▶ **Exercise requirements**
Drop every picture, then repeat the records exactly.

▶ **Exercise inputs**
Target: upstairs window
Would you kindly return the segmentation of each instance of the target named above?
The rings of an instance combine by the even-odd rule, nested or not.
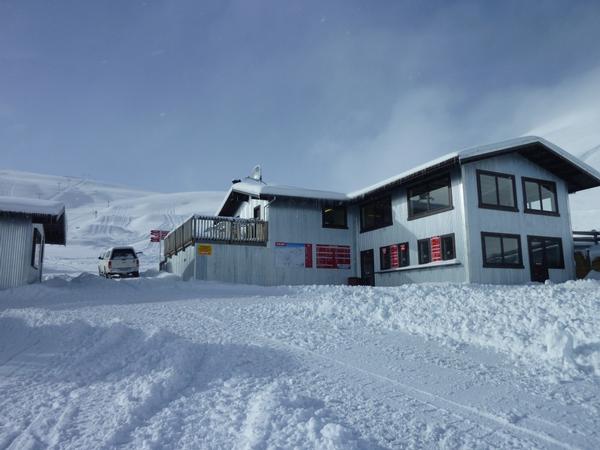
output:
[[[553,181],[523,178],[525,212],[558,216],[556,183]]]
[[[324,206],[322,209],[323,228],[348,228],[346,207]]]
[[[392,224],[392,198],[383,197],[360,207],[360,231],[376,230]]]
[[[419,264],[427,264],[431,262],[431,246],[429,239],[419,239],[417,242],[419,246]]]
[[[393,244],[379,249],[380,270],[406,267],[410,264],[408,255],[408,242]]]
[[[450,175],[408,189],[408,219],[429,216],[452,209]]]
[[[483,267],[523,268],[518,234],[481,233]]]
[[[260,205],[254,207],[254,218],[260,220]]]
[[[479,207],[517,211],[517,191],[514,175],[477,171]]]
[[[527,236],[531,262],[549,269],[564,269],[562,239],[544,236]]]

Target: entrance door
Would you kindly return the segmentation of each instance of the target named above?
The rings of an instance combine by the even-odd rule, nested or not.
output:
[[[527,236],[529,247],[529,266],[531,268],[531,281],[544,282],[550,278],[548,273],[547,258],[544,251],[544,242]]]
[[[375,286],[375,257],[373,250],[360,252],[360,276],[369,286]]]

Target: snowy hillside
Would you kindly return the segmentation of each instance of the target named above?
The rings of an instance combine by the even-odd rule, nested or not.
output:
[[[95,271],[102,249],[134,245],[142,264],[156,266],[151,229],[171,230],[192,214],[213,214],[222,192],[160,194],[77,177],[0,171],[0,195],[42,198],[67,207],[67,247],[48,246],[46,272]]]

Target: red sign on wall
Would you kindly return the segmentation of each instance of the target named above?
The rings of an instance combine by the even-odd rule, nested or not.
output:
[[[400,267],[400,259],[398,258],[397,245],[392,245],[390,248],[390,265],[392,268]]]
[[[431,238],[431,260],[442,260],[442,240],[439,236],[434,236]]]
[[[312,244],[304,244],[304,267],[310,269],[313,266]]]
[[[318,269],[349,269],[350,267],[349,245],[317,244]]]

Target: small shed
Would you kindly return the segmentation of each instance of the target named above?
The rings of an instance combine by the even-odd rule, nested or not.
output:
[[[42,279],[45,244],[66,244],[65,205],[0,196],[0,289]]]

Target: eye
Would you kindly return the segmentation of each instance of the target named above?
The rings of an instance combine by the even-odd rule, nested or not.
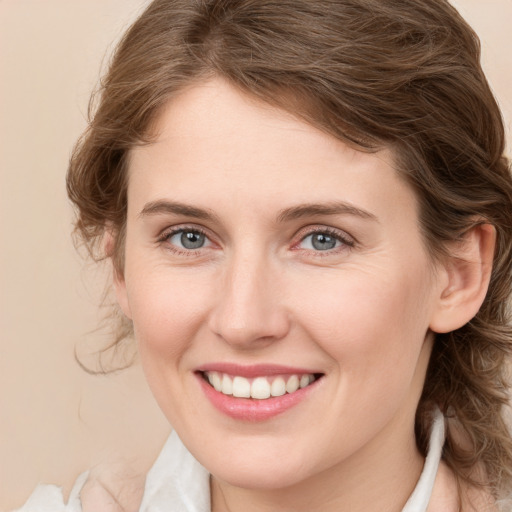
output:
[[[187,251],[202,249],[211,245],[208,237],[197,229],[175,229],[165,233],[162,239],[178,249]]]
[[[344,236],[337,231],[330,231],[328,229],[318,229],[312,233],[307,234],[297,244],[299,249],[315,251],[315,252],[327,252],[335,251],[343,247],[353,247],[354,241],[348,236]]]
[[[340,241],[329,233],[312,233],[302,239],[303,249],[313,249],[315,251],[329,251],[340,245]]]

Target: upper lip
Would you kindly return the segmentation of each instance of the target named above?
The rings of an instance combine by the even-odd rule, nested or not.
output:
[[[197,372],[218,372],[228,375],[238,375],[240,377],[254,378],[270,375],[309,375],[319,374],[311,368],[299,368],[295,366],[285,366],[280,364],[252,364],[243,365],[237,363],[217,362],[207,363],[196,369]]]

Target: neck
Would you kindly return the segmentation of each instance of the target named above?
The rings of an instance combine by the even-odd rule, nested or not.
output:
[[[244,489],[212,477],[212,512],[367,512],[376,503],[381,512],[400,512],[423,462],[414,418],[401,418],[349,459],[287,488]]]

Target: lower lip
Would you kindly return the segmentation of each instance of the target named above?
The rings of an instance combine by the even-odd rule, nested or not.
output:
[[[224,395],[208,384],[201,374],[196,375],[204,394],[220,412],[233,419],[253,423],[269,420],[291,409],[302,402],[322,380],[321,378],[317,379],[309,386],[298,389],[294,393],[258,400]]]

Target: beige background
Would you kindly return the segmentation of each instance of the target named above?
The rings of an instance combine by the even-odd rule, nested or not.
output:
[[[145,3],[0,0],[0,510],[107,461],[144,471],[169,431],[137,366],[93,377],[73,358],[102,340],[104,277],[72,246],[66,164],[100,67]],[[454,3],[510,134],[512,0]]]

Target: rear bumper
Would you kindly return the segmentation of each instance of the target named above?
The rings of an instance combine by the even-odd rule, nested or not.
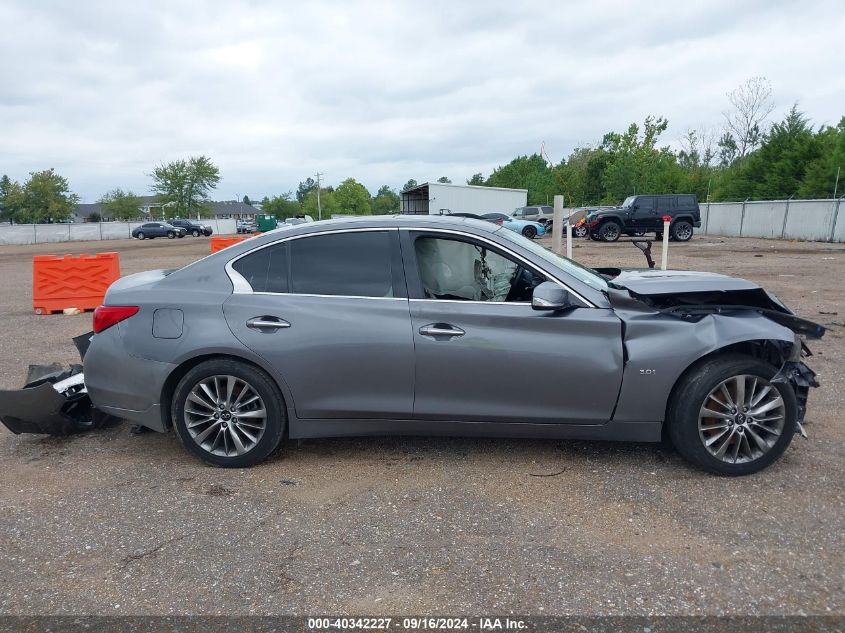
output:
[[[85,386],[95,407],[155,431],[164,431],[161,394],[176,368],[132,356],[123,346],[121,324],[96,334],[85,354]]]

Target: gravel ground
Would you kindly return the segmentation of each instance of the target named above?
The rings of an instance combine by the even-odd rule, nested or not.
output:
[[[32,313],[31,256],[107,250],[132,273],[208,241],[0,247],[0,387],[74,361],[90,326]],[[574,255],[644,262],[621,242]],[[126,425],[0,428],[0,613],[843,614],[845,245],[696,236],[670,255],[829,327],[810,440],[762,474],[709,476],[657,445],[436,438],[309,440],[221,470]]]

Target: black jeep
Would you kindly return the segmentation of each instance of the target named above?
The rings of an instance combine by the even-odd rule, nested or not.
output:
[[[199,224],[191,220],[171,220],[170,223],[173,226],[181,226],[188,235],[193,235],[194,237],[199,237],[200,235],[208,237],[212,233],[211,227],[207,224]]]
[[[663,238],[663,216],[672,218],[670,239],[686,242],[693,227],[701,226],[695,194],[628,196],[618,207],[596,209],[587,214],[587,228],[594,240],[615,242],[620,235],[654,233]]]

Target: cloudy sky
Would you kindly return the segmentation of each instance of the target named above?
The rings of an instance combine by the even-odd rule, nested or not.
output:
[[[0,25],[0,174],[55,167],[88,202],[196,154],[233,199],[463,182],[650,113],[674,144],[754,75],[773,116],[845,115],[842,0],[0,0]]]

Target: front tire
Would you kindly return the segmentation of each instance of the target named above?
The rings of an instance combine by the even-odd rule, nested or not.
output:
[[[287,427],[278,386],[264,371],[230,359],[191,369],[176,387],[171,407],[182,444],[200,459],[245,468],[267,459]]]
[[[167,239],[172,240],[172,239],[174,239],[175,237],[176,237],[176,233],[174,233],[173,231],[168,231],[168,232],[167,232]]]
[[[143,232],[141,232],[141,231],[139,231],[139,232],[138,232],[138,235],[136,235],[136,237],[137,237],[139,240],[142,240],[142,239],[144,239],[144,233],[143,233]]]
[[[199,236],[200,236],[200,232],[199,232],[199,231],[197,231],[196,229],[194,229],[194,230],[191,232],[191,235],[193,235],[194,237],[199,237]]]
[[[717,475],[750,475],[776,461],[795,435],[798,407],[777,368],[750,356],[708,359],[676,385],[667,423],[675,449]]]
[[[533,226],[526,226],[524,229],[522,229],[522,234],[529,240],[533,240],[535,237],[537,237],[537,229],[535,229]]]
[[[587,227],[584,226],[583,224],[576,226],[574,229],[572,229],[572,234],[575,237],[587,237],[587,234],[588,234]]]
[[[622,227],[620,227],[616,222],[605,222],[602,227],[599,229],[599,237],[605,242],[615,242],[619,239],[619,234],[622,232]]]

▶ **Reply to the exercise**
Target: upstairs window
Would you kindly return the segmentation of each instance of the target named above?
The rings of an instance combine by the even-odd rule, nested or not.
output:
[[[553,181],[523,178],[525,212],[558,216],[556,183]]]
[[[324,206],[322,209],[323,228],[348,228],[346,207]]]
[[[392,224],[392,198],[383,197],[360,207],[360,231],[376,230]]]
[[[419,264],[427,264],[431,262],[431,246],[429,239],[419,239],[417,242],[419,246]]]
[[[393,244],[379,249],[380,270],[406,267],[410,264],[408,255],[408,242]]]
[[[450,175],[408,189],[408,219],[429,216],[452,209]]]
[[[483,267],[523,268],[518,234],[481,233]]]
[[[260,205],[254,207],[254,218],[260,220]]]
[[[479,207],[517,211],[517,191],[514,175],[477,171]]]
[[[527,236],[531,262],[549,269],[564,269],[562,239],[544,236]]]

Target: entrance door
Would you kindly return the segmentation of each instance of the target named above?
The rings of an instance combine by the even-odd rule, nested or not.
output:
[[[527,236],[529,247],[529,266],[531,268],[531,281],[544,282],[550,278],[548,273],[547,258],[544,251],[544,242]]]
[[[375,286],[375,257],[373,250],[360,252],[360,276],[369,286]]]

Target: snowy hillside
Would you kindly return the segmentation of each instance of the target named above?
The rings of an instance combine by the even-odd rule, nested or not.
output:
[[[95,271],[102,249],[134,245],[142,264],[156,266],[151,229],[171,230],[192,214],[213,214],[222,192],[160,194],[77,177],[0,171],[0,195],[42,198],[67,207],[67,247],[48,246],[46,272]]]

Target: red sign on wall
Would you kindly return the segmentation of each instance of the target named above?
The rings of an instance combine by the even-odd rule, nested or not.
output:
[[[400,267],[400,259],[398,258],[397,245],[392,245],[390,248],[390,265],[392,268]]]
[[[431,238],[431,260],[442,260],[442,240],[439,236],[434,236]]]
[[[312,244],[304,244],[304,267],[310,269],[313,266]]]
[[[318,269],[349,269],[350,267],[349,245],[317,244]]]

Target: small shed
Would you kindly return the segmentation of each instance of the target named above?
The rings of an instance combine by the even-odd rule, nested or not.
output:
[[[42,279],[45,244],[66,244],[65,205],[0,196],[0,289]]]

Target: eye
Would you kindly return the segmentation of each instance of the target named above?
The rings of an instance combine by the even-odd rule, nested or not.
output:
[[[187,251],[202,249],[211,245],[208,237],[197,229],[175,229],[165,233],[162,239],[178,249]]]
[[[344,236],[337,231],[330,231],[328,229],[318,229],[312,233],[307,234],[297,244],[299,249],[315,251],[315,252],[327,252],[335,251],[343,247],[353,247],[354,241],[348,236]]]
[[[340,241],[329,233],[312,233],[302,239],[303,249],[313,249],[315,251],[329,251],[340,245]]]

Target: upper lip
Would you kindly return the segmentation of each instance of the target named above?
The rings of an instance combine by the even-odd rule, nested or not.
output:
[[[197,372],[218,372],[228,375],[238,375],[240,377],[254,378],[270,375],[309,375],[319,374],[311,368],[299,368],[295,366],[285,366],[280,364],[252,364],[243,365],[237,363],[217,362],[207,363],[196,369]]]

Target: neck
Would you kindly return the segmentation of each instance of the target named above?
The rings of an instance combine by the even-odd rule, nested or not.
output:
[[[244,489],[212,477],[212,512],[367,512],[376,503],[381,512],[400,512],[423,462],[414,418],[401,418],[349,459],[287,488]]]

Target: lower lip
Would you kindly return the segmentation of each instance of the target named above?
The rings of an instance combine by the even-odd rule, nested or not.
output:
[[[224,395],[208,384],[201,374],[196,375],[204,394],[220,412],[233,419],[253,423],[269,420],[291,409],[302,402],[322,380],[321,378],[317,379],[309,386],[298,389],[294,393],[258,400]]]

Target: beige background
Would you kindly return the segmentation of each instance of the target named above?
The rings of an instance combine by the even-odd rule, nested or not.
output:
[[[145,3],[0,0],[0,510],[107,461],[144,471],[169,431],[137,366],[93,377],[73,358],[102,340],[104,277],[72,246],[66,164],[100,67]],[[454,3],[510,134],[512,0]]]

Target: rear bumper
Would you kindly return the segmentation of each instance of the target named above?
The rings of an instance combine by the even-odd rule, nested or not.
output:
[[[85,386],[95,407],[155,431],[164,431],[161,394],[176,368],[132,356],[123,346],[121,324],[96,334],[85,354]]]

Target: gravel ground
Would you kindly return the segmentation of each instance of the target named above?
The rings of an instance combine by the even-odd rule, nested or not.
output:
[[[32,313],[31,256],[107,250],[132,273],[208,241],[0,247],[0,387],[74,361],[90,326]],[[574,255],[644,262],[621,242]],[[126,425],[0,428],[0,613],[843,614],[845,245],[696,236],[670,255],[829,327],[810,440],[762,474],[709,476],[657,445],[436,438],[309,440],[221,470]]]

Target: black jeep
Would you kindly return the segmentation of each instance of the target named above?
The rings of an instance combine by the even-odd rule, nested or not.
output:
[[[199,224],[191,220],[171,220],[170,223],[173,226],[181,226],[188,235],[193,235],[194,237],[199,237],[200,235],[208,237],[212,233],[211,227],[207,224]]]
[[[663,238],[663,216],[672,218],[670,239],[686,242],[693,227],[701,226],[695,194],[628,196],[618,207],[596,209],[587,214],[587,228],[594,240],[615,242],[620,235],[654,233]]]

Target: cloudy sky
Would you kindly return the segmentation of each instance of the target named above?
The rings of an instance combine by the even-odd rule, nested or not.
output:
[[[0,25],[0,174],[55,167],[88,202],[196,154],[233,199],[463,182],[650,113],[674,144],[754,75],[773,116],[845,115],[842,0],[0,0]]]

Target: front tire
Would you kindly return the segmentation of each instance of the target named above?
The rings of an instance combine by the even-odd rule, nested or not.
output:
[[[287,427],[278,386],[264,371],[230,359],[191,369],[176,387],[171,407],[182,444],[200,459],[245,468],[267,459]]]
[[[167,239],[172,240],[172,239],[174,239],[175,237],[176,237],[176,233],[174,233],[173,231],[168,231],[168,232],[167,232]]]
[[[143,232],[141,232],[141,231],[139,231],[139,232],[138,232],[138,235],[136,235],[136,237],[137,237],[139,240],[142,240],[142,239],[144,239],[144,233],[143,233]]]
[[[199,236],[200,236],[200,232],[199,232],[199,231],[197,231],[196,229],[194,229],[194,230],[191,232],[191,235],[193,235],[194,237],[199,237]]]
[[[717,475],[750,475],[776,461],[795,435],[798,407],[777,368],[750,356],[708,359],[676,385],[667,423],[675,449]]]
[[[533,226],[526,226],[524,229],[522,229],[522,234],[529,240],[533,240],[535,237],[537,237],[537,229],[535,229]]]
[[[587,227],[584,226],[583,224],[576,226],[574,229],[572,229],[572,234],[575,237],[587,237],[587,234],[588,234]]]
[[[622,227],[620,227],[616,222],[605,222],[602,227],[599,229],[599,237],[605,242],[615,242],[619,239],[619,234],[622,232]]]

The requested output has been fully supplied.